- **TASK PROMPT**
Copy out the rows below from the line with "Objective — drop a marker on each instance of the belt" up to and including the line with "[[298, 248], [198, 252], [244, 253], [434, 242], [364, 253]]", with nothing changed.

- **ENTRIES SHOWN**
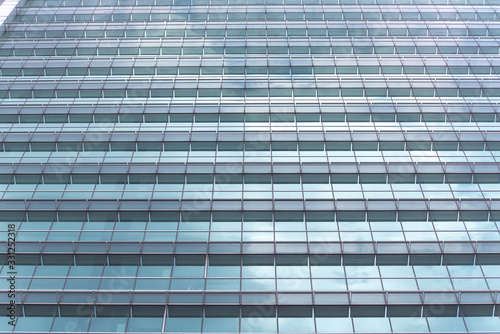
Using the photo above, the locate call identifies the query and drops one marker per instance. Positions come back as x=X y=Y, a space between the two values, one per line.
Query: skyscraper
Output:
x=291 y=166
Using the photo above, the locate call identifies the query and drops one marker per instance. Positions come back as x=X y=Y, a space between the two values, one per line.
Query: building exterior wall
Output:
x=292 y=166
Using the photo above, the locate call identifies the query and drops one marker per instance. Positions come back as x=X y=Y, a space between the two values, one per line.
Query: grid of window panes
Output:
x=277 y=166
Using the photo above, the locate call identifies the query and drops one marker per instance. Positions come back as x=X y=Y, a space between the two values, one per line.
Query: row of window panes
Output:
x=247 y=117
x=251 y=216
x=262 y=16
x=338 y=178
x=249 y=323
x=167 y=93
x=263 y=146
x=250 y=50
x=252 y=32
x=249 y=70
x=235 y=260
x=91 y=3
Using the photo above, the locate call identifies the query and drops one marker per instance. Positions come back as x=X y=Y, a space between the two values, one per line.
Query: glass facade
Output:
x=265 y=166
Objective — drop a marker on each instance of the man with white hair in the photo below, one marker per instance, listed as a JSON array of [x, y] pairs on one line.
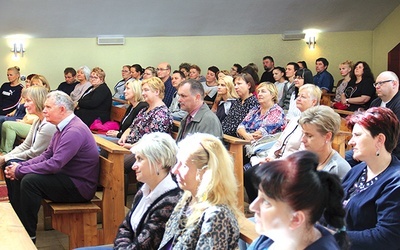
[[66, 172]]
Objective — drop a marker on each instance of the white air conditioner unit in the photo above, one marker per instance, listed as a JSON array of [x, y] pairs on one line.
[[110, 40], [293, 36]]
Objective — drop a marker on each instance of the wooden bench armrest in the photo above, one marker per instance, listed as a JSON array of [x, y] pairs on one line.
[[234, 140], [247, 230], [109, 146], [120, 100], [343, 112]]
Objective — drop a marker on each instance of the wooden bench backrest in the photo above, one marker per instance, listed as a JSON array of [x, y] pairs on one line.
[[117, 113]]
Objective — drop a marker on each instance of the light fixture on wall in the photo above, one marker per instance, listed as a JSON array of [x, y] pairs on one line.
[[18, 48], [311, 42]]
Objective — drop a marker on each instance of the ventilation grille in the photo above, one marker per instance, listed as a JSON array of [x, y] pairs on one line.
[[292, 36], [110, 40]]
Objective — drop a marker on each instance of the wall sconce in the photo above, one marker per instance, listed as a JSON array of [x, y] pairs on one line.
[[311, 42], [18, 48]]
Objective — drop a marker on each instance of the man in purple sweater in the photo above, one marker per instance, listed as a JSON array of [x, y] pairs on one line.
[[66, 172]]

==

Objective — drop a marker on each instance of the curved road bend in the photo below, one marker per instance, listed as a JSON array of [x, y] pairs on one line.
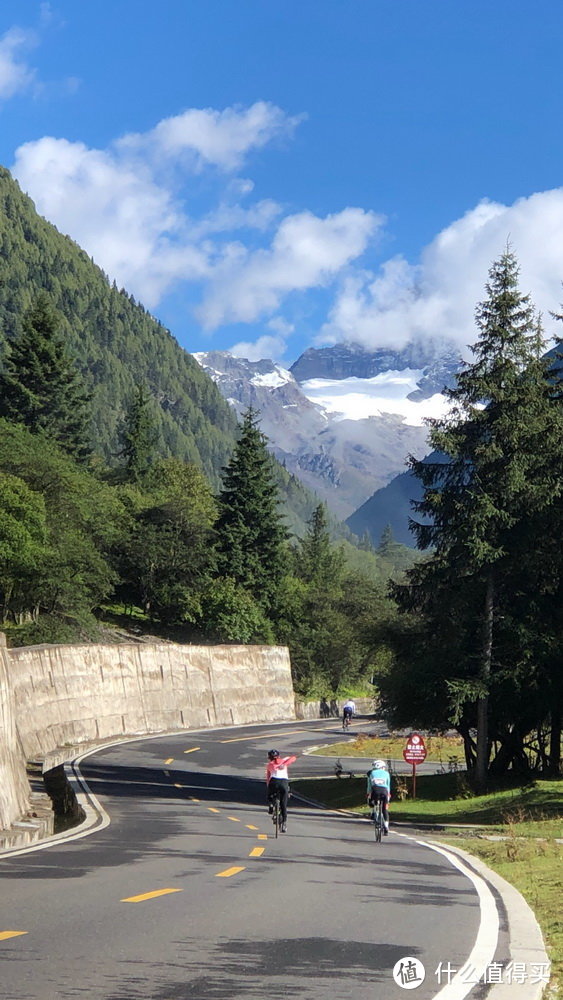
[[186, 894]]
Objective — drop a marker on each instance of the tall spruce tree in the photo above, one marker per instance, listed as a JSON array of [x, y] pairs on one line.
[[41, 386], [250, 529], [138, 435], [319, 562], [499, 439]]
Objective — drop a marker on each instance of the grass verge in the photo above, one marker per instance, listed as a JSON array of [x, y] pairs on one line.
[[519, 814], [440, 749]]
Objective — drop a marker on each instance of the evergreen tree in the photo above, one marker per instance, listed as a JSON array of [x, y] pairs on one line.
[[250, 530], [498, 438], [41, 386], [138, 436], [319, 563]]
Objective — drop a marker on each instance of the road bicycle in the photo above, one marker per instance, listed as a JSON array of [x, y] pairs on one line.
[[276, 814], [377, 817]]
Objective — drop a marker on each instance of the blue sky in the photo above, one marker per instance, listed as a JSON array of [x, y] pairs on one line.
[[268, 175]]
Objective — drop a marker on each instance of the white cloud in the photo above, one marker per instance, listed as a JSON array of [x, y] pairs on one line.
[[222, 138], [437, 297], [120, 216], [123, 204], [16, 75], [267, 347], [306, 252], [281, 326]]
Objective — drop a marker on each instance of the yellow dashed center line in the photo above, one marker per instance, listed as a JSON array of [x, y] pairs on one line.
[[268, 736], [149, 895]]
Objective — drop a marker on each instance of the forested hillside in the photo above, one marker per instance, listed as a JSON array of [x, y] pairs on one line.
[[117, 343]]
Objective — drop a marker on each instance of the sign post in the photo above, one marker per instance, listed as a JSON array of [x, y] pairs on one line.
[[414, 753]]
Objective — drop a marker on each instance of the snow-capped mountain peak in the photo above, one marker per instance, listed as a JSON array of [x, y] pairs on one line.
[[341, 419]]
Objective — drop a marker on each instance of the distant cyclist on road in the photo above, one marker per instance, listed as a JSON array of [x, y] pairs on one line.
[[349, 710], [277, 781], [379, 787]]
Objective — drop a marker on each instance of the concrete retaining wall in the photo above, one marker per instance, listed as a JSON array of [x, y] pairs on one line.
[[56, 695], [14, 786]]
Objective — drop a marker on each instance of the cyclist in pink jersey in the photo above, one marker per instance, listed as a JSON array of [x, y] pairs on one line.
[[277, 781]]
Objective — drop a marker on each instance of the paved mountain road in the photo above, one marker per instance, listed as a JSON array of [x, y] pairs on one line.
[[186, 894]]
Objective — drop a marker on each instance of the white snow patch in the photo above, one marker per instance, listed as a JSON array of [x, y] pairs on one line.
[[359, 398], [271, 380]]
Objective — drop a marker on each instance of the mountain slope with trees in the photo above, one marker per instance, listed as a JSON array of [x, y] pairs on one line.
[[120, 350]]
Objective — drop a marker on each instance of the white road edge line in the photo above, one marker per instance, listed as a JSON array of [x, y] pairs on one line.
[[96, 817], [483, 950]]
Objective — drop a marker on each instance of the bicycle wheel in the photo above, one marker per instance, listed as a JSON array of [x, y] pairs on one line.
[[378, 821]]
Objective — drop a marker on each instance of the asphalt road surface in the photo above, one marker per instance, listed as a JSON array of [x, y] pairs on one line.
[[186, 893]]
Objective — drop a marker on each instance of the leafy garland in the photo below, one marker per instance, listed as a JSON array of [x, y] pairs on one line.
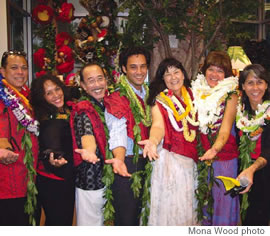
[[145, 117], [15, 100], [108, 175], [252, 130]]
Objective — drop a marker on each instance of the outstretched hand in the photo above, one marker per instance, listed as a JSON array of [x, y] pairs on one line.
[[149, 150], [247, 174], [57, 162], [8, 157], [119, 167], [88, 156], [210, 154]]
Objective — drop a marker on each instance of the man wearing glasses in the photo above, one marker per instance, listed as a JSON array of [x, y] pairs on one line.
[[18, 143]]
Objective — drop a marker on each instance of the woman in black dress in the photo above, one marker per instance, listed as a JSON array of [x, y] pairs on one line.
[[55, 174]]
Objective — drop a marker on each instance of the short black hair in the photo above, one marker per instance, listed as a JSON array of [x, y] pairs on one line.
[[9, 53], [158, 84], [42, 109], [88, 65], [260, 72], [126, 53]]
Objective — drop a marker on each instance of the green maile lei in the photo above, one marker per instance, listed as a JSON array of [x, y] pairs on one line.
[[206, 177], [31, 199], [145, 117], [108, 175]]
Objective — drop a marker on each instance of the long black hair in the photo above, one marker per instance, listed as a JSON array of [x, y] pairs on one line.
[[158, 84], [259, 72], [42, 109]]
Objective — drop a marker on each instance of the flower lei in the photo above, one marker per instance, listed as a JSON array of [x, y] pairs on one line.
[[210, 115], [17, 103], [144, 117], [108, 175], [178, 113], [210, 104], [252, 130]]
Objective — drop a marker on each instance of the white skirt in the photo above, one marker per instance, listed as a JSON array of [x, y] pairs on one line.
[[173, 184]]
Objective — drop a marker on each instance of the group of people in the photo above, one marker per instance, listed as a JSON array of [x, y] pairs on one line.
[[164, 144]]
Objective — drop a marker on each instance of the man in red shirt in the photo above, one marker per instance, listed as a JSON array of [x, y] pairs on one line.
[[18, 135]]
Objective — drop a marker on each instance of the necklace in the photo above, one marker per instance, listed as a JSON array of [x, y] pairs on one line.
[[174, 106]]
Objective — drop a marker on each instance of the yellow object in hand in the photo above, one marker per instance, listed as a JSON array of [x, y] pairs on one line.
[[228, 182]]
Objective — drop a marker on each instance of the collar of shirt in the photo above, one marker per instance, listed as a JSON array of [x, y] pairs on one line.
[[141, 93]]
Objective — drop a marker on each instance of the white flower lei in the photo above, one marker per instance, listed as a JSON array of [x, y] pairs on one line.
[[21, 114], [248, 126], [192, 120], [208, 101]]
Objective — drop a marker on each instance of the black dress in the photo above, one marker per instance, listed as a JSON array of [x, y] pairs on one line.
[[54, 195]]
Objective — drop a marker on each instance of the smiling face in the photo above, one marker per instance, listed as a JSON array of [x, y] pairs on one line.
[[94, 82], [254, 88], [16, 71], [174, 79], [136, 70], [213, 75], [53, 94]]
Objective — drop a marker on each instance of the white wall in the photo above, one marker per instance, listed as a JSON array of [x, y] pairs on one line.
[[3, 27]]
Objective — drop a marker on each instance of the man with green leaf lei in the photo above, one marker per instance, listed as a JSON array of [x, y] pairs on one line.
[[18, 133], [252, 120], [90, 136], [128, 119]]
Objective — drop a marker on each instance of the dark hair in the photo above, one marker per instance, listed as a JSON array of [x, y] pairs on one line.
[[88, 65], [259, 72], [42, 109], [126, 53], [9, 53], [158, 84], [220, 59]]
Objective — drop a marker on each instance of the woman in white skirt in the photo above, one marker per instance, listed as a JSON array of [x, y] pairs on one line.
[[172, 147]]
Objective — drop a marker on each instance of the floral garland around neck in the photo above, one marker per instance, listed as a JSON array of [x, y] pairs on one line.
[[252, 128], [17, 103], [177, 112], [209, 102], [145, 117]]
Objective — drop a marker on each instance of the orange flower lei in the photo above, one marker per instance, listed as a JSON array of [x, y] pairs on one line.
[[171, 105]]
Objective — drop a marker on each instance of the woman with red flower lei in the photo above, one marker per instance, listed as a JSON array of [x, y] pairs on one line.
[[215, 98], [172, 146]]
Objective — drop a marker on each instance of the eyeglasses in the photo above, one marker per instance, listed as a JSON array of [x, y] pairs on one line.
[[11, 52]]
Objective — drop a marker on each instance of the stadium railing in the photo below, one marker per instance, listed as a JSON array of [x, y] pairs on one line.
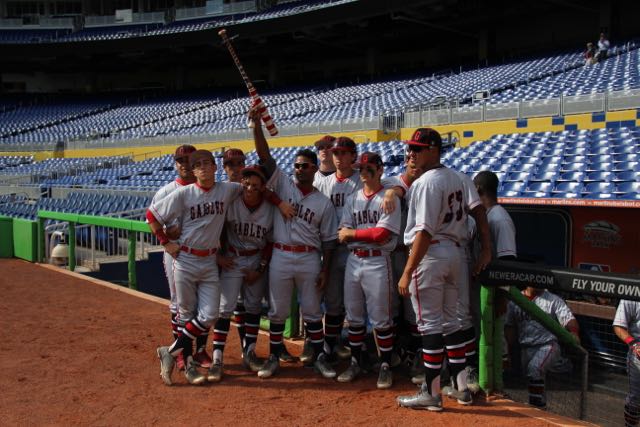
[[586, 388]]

--

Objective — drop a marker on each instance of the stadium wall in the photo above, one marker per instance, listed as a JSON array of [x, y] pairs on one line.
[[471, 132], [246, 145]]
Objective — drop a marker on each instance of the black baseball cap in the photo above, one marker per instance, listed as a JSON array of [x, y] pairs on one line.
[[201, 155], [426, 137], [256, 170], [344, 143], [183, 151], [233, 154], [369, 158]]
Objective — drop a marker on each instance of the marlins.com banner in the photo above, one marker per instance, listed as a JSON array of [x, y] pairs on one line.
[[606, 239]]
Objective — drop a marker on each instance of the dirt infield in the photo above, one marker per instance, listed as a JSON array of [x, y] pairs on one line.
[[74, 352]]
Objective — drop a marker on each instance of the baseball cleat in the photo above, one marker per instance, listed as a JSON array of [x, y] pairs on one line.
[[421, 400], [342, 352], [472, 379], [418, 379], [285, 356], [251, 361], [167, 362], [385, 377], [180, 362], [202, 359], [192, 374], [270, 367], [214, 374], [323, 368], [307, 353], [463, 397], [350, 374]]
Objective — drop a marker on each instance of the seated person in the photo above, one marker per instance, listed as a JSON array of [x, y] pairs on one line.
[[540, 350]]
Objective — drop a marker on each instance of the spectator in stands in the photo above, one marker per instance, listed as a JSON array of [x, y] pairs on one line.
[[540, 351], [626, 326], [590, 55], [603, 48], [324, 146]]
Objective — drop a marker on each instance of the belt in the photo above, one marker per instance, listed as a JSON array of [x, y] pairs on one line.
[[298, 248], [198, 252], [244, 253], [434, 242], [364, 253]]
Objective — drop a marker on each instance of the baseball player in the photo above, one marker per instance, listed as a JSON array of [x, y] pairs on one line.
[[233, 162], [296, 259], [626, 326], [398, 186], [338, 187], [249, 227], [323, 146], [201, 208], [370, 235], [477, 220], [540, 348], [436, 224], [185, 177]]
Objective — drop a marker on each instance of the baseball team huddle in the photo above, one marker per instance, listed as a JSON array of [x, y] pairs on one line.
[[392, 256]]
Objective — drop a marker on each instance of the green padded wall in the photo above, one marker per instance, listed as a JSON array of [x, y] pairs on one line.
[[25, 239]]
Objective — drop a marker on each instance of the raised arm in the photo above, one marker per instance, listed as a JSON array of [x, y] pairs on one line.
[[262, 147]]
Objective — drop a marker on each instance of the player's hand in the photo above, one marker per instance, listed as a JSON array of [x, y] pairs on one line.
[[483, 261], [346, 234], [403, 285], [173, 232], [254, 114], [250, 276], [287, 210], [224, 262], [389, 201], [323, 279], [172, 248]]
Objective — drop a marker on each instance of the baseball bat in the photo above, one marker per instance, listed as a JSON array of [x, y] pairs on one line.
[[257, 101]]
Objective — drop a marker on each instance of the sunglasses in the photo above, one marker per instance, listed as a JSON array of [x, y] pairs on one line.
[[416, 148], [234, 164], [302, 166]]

- **EXERCISE RESPONSE**
Objective — drop a marker on each instance of the belt in the photo above, one marker per instance, listed as a JSON array of [x, y] pairs on one line.
[[298, 248], [198, 252], [244, 253], [434, 242], [364, 253]]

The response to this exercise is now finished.